What you will do:
• 1. In the text on long-term care planning, what products do hybrid or linked-benefit policies combine with long-term care benefits?
• 2. According to the text on long-term care planning, why do many people avoid buying long-term care insurance, and how do linked-benefit products address this? Answer in one to three sentences.
• 3. Extend the text on long-term care planning, starting after its final sentence.

Document segment:
-=-=-=-=-

Long-term care planning is more than a discussion with your spouse or children about who will be a caregiver when you can no longer care for yourself and which assets you will liquidate first to pay for professional care costs. Like your retirement plans, long-term care planning is about setting your desired care lifestyle and determining how you will fund the expense without going broke.
Medicare will only pay for select short-term care and Medicaid is only available to the truly impoverished. And while individual or group long-term care insurance is one way to pay for care expenses, policies can be expensive or unavailable to those with disqualifying health conditions. There are now new options for funding long-term care through hybrid or so called linked-benefit policies which combine long-term care benefits with life insurance or annuity products.
The Linked-Benefit Policy
Since fully enacted in 2010, the Pension Protection Act (PPA) offers new tax benefits for long-term care combinations plans tied to a qualified life insurance or fixed annuity contract. Under the PPA, a linked-benefit policy would allow tax-free distribution of life insurance or annuity cash value to pay for long-term car.
Two forms of valuable protection in one easy policy can keep you or your loved ones from shouldering the financial and emotional burden of care or loss, letting you build a legacy for their future. So if you have not updated or established a long-term care plan in the last two years, now is the time to explore these new ways to fund your care.
Protect the Money You Invested to Pay for Care
Many people avoid buying long-term care insurance since the money they pay in premiums could be lost if they never end up needing care services before their passing — use it or lose it — all those premiums, paid to the insurance company, gone. The primary advantage of these linked-benefit products is that the policyholder will get some benefit from their premiums even if he or she does not eventually need long-term care.
For their premium investment, linked-benefit policyholders will get tax free distributions to pay for LTC services (or paid directly) just as they would with a stand-alone long-term care insurance policy. However, if the hybrid life insurance policyholder does not use (some or all) of the long-term care benefit they will still have a tax free death benefit. And if the hybrid annuity holder does not need long-term care they still have a fixed annuity.

-=-=-=-=-

Excerpted data:
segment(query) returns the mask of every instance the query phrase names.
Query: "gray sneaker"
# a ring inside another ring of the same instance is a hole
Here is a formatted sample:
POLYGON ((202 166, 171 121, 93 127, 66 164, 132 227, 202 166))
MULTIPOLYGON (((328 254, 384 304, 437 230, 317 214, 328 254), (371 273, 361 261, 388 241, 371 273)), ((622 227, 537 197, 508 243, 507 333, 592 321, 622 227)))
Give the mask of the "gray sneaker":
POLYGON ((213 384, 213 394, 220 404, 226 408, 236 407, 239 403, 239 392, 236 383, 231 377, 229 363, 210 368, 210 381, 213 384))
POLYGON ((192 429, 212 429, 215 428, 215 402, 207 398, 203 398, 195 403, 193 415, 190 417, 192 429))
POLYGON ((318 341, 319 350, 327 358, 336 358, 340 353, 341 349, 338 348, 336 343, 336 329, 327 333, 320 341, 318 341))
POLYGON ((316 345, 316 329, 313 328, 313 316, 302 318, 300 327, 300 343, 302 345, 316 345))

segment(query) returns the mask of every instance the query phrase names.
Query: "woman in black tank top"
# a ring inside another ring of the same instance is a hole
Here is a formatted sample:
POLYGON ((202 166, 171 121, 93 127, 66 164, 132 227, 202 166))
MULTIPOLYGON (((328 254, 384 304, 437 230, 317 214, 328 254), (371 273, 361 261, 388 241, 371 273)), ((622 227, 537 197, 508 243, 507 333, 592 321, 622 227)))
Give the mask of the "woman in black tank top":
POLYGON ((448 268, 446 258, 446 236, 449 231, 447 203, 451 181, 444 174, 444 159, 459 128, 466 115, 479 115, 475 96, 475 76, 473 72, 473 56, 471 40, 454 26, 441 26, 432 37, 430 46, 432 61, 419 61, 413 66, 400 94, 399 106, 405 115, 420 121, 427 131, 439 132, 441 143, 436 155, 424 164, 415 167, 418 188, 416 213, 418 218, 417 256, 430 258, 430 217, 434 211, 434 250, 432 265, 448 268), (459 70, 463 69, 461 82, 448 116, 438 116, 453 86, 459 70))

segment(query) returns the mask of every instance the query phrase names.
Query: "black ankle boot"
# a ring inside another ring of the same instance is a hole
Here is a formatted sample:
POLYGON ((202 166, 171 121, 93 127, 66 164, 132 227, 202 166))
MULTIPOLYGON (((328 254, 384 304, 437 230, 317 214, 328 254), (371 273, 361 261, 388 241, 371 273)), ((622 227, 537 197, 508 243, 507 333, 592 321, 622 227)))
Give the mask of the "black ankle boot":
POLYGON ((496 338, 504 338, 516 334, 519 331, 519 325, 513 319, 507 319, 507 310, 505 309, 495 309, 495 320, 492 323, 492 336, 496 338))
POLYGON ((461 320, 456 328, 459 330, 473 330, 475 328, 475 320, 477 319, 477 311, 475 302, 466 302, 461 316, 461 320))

-=-=-=-=-

Answers to the problems:
• 1. Life insurance or annuity products.

• 2. Many people avoid it because the premiums they pay could be lost if they never need care services before they die. Linked-benefit products address this because the policyholder still gets some benefit from the premiums even without needing long-term care: a tax-free death benefit with hybrid life insurance or a fixed annuity with a hybrid annuity.

• 3.
Life Insurance Linked-Benefit Policy for LTC
Life insurance provides a death benefit to your spouse, children or other beneficiaries to pay for final arrangements, debts, fund their future, etc.. A life insurance and LTC combination plan allows the policyholder to use as much of their death benefit as needed to pay for qualifying long-term care costs. Any portion of your death benefit not used for long-term care will go to your beneficiaries as a death benefit.
Just as with other insurance products, coverage will vary based on your lump sum premium payment, benefit choices, distribution rates, and other variables. You will want to shop around and compare policies under the guidance of your trusted financial advisor.
For example, say you buy a hybrid life insurance policy with LTC benefits and later need to use the policy to pay for in-home care. The insurer would distribute a fixed percentage of the policy’s face value each month, typically this is around 2 to 4 percent. A policy with a $100,000 death benefit could pay out as much as $2,000 to $4,000 a month.
In some case, these policies can leverage the policy up to three times the cash value for qualifying long-term care expenses; turning that $100,000 into $300,000. And if need be, these policies may also be sold to help pay for long-term care (life settlement option). Be sure to craft and review your life insurance linked-benefit plan thoroughly so you understand all surrender charges or tax implications if you lapse on the policy.
Annuities and Long-Term Care Benefits
Fixed annuities linked to long-term care plan provides the annuitant with a fixed income, long-term care coverage or both. Individuals can use the proceeds from qualified annuities tax-free to pay for long-term care insurance benefits.
Before the PPA was enacted in 2010, annuity holders had to spend down the taxable gains of the annuity before the principal could be tapped tax-free. Under the new provisions, annuitants can pay directly for long-term care insurance premiums without owing taxes. These transfers can also help reduce the owner’s taxable income when they decide to cash out the annuity.
Linked-benefit annuities are purchased with a lump sum payment and can be leveraged up to two or three times the amount of long-term care benefits. A $100,000 linked-benefit annuity might be able to purchase up to $300,000 in long-term care insurance over a 3 to 10 year term. If the annuitant uses the coverage, the monthly disbursement is subtracted from the value of the annuity and coverage, but it is not taxed.
Save Money and Protect Your Future with Expert Advice
If you are in the market for long-term care insurance and have maxed out your retirement contributions for the year, explore the tax benefits of a linked-benefit LTC plan with your trusted financial advisor. These hybrid life insurance or annuity products may help policyholders afford care for their elder years, ensure a return on their premium investments whether they need care or not, and possibly free up extra cash to save for a child’s college tuition or business venture today. Before you retire, make long-term care a part of your strong financial safety net. Ask your trusted financial advisor about new linked-benefit products which can ease the financial and emotional cost of care on your loved ones as well as save you money.
Before purchasing either a life insurance or annuity and long-term care hybrid product it is crucial that you shop around as products and prices vary, even among policies from the same insurance company. Purchase the product which best suits your needs and financial situation.